▸ **What to produce**: Extract the full listing below without altering a single character.

▸ **Given records**:
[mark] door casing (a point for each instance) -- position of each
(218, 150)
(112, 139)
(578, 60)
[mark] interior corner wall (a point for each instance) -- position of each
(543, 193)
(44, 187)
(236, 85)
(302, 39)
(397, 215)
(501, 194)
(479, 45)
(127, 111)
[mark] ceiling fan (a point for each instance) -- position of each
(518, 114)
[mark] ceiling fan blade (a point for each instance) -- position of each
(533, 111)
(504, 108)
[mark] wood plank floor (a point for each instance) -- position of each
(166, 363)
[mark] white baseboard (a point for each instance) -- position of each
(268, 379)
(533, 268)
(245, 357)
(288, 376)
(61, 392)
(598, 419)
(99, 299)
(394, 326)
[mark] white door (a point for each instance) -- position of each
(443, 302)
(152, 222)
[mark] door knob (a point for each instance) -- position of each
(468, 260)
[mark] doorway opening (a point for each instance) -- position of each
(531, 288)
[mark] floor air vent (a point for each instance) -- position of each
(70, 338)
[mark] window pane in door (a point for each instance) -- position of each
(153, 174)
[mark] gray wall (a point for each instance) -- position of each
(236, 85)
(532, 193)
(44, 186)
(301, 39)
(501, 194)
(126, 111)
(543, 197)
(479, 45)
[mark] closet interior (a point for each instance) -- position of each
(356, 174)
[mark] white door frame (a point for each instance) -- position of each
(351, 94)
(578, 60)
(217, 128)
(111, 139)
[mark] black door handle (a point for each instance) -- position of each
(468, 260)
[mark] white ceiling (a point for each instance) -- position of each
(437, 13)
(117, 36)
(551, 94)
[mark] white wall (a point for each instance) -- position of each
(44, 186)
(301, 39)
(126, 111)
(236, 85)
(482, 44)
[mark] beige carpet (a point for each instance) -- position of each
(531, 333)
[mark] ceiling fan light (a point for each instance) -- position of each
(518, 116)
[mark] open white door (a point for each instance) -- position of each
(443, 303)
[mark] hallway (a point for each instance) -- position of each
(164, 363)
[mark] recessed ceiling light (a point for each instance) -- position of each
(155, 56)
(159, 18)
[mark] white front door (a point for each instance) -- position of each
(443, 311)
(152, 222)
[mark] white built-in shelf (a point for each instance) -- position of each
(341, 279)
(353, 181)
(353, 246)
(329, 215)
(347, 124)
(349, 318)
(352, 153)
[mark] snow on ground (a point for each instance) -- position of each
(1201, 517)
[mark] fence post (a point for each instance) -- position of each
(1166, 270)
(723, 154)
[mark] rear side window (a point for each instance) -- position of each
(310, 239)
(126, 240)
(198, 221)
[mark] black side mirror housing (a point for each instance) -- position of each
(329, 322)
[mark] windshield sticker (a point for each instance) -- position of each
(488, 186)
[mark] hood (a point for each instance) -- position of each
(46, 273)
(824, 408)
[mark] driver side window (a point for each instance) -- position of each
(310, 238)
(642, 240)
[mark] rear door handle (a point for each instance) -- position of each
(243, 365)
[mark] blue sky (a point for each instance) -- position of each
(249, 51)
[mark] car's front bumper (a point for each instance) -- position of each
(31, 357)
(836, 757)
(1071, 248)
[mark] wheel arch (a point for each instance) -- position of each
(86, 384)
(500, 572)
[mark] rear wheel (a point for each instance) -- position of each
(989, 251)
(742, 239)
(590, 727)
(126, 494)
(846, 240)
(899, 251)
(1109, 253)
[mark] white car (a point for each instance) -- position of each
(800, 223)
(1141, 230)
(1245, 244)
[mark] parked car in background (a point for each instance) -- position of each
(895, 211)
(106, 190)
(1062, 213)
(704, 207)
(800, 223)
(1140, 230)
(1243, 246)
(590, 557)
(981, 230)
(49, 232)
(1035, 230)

▸ **Expected output**:
[mark] door casing (a point for each instance) -- position of each
(218, 150)
(112, 139)
(578, 60)
[mark] interior corner wall (a point for each instance) -- position of each
(543, 193)
(44, 187)
(236, 85)
(302, 39)
(397, 215)
(501, 194)
(479, 45)
(127, 111)
[mark] ceiling fan (a point for each instance) -- position of each
(518, 114)
[mark] ceiling fan blade (a point for each instance) -- position of each
(533, 111)
(504, 108)
[mark] wood plank floor (a point for each instance) -- position of each
(166, 363)
[mark] white baseboard (a point for each instance) -- position of each
(268, 379)
(533, 268)
(245, 357)
(288, 376)
(61, 392)
(598, 419)
(99, 299)
(394, 326)
[mark] white door (a point for each instance) -- position of each
(443, 302)
(152, 222)
[mark] door knob (a point for each instance) -- position of each
(468, 260)
[mark] doorway opening (a point for each instance) -- position of each
(531, 288)
[mark] floor air vent (a point for each instance) -- position of each
(70, 338)
[mark] window pane in door (a point for each instance) -- position of each
(153, 174)
[mark] gray wall (a point for each instance) -- position of each
(236, 85)
(532, 193)
(44, 186)
(301, 39)
(501, 194)
(126, 111)
(543, 197)
(479, 45)
[mark] closet interior (a point for each instance) -- position of each
(356, 174)
[mark] white door frame (a point for each instance) -- position of each
(351, 94)
(578, 60)
(217, 128)
(111, 139)
[mark] black door handle (a point for each instance) -- position of each
(468, 260)
[mark] white ceiling (a point for each instance) -- position of each
(437, 13)
(117, 36)
(551, 94)
[mark] white wall (a point for each instance) -- position of each
(44, 186)
(301, 39)
(126, 111)
(236, 85)
(482, 44)
[mark] beige carpet (a point for each instance) -- position of each
(531, 333)
[mark] ceiling fan light (a point for each instance) -- position of each
(518, 116)
[mark] open white door (a point for each instance) -- position of each
(443, 303)
[mark] hallway (a point for each instance) -- position of each
(164, 363)
[mark] recessed ceiling light (a point for each instance) -- position of each
(155, 56)
(159, 18)
[mark] white front door (a point for each instance) -- position of each
(443, 311)
(152, 222)
[mark] white built-in shelf (a point for each instance) -- position of each
(341, 279)
(353, 181)
(353, 246)
(329, 215)
(347, 124)
(349, 318)
(352, 153)
[mark] snow on ground (a point for each instance) -- position of each
(1201, 517)
[mark] fence post (a point for each instance) -- position of each
(1166, 270)
(723, 154)
[mark] rear side window (a point for each instance) -- position of each
(310, 239)
(126, 240)
(198, 221)
[mark] black side mirror housing (a point for each instance) -- position of each
(329, 322)
[mark] windshield sticker (a point for each instance) -- position of each
(488, 186)
[mark] hood (a point for each instance) -- position of each
(46, 273)
(824, 408)
[mark] driver side window (a point for each instance) -- position of each
(310, 238)
(642, 240)
[mark] rear door handle (a point for each instance) -- position of each
(243, 365)
[mark] blue sky (a point for each instance) -- position of each
(249, 51)
[mark] car's front bumper (a point for each instance) -- position of each
(31, 357)
(836, 757)
(1071, 248)
[mark] wheel arch (a point for each instance) -- position of each
(86, 384)
(500, 572)
[mark] rear wheel (a point for each instance) -- position of each
(989, 251)
(742, 239)
(590, 727)
(126, 494)
(846, 240)
(899, 251)
(1109, 253)
[mark] white car (a point for each instance) -- position of each
(800, 223)
(1141, 230)
(1245, 244)
[mark] parked car in background (a point for each instance) -- position of each
(895, 211)
(106, 190)
(1062, 213)
(704, 207)
(800, 223)
(1140, 230)
(1243, 246)
(590, 557)
(981, 230)
(49, 232)
(1035, 230)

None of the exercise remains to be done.